━━━ ENTRIES PROVIDED
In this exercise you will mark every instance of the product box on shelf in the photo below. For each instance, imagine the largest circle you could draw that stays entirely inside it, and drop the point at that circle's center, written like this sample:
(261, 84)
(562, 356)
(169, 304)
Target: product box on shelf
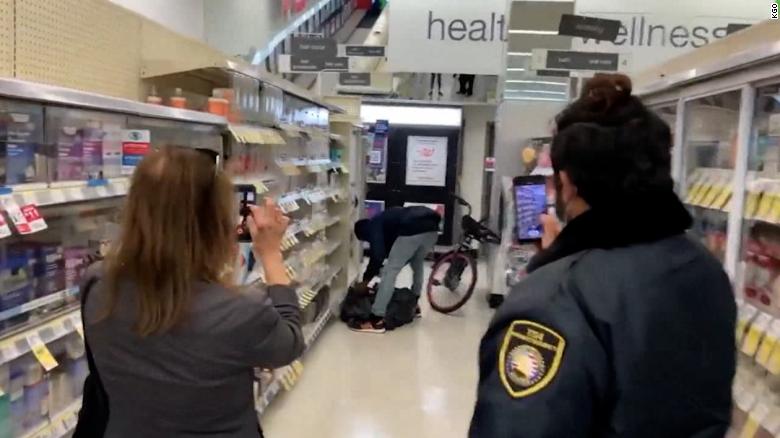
(21, 140)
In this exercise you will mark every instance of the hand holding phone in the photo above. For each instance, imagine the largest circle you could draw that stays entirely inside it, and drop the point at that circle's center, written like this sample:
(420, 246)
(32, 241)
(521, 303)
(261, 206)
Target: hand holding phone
(530, 204)
(246, 196)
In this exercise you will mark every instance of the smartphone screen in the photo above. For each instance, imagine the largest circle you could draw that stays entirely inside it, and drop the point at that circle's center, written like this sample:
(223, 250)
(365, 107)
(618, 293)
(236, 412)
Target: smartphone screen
(245, 195)
(530, 204)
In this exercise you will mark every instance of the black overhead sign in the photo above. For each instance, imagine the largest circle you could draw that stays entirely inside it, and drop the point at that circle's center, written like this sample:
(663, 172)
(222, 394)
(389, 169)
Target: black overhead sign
(553, 73)
(355, 79)
(336, 64)
(570, 60)
(304, 64)
(589, 27)
(373, 51)
(313, 45)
━━━━━━
> _PROBLEM DETAILS_
If the string "above" is in a line of the entries, pick that line out.

> _WRITTEN REPLY_
In this exercise you will mark every instance of the hand holding phone in the photo above. For each instance, imagine the largest circle you could draw that stays entirely inside it, and drop the point at that circle's center, written like this sample:
In this exercise you will mark every instance of the smartphone screen in the photo above. For each instance, imagine the largest circle you could draw that stays entirely inside it, and drop the point at that circle's center, written like this sample:
In this exercise you will mark every instance of the black overhead sign in the photo above. For each instance, imagine the largest circle you could draw that stays entirely inside it, and drop the point at that circle's center, written like this sample:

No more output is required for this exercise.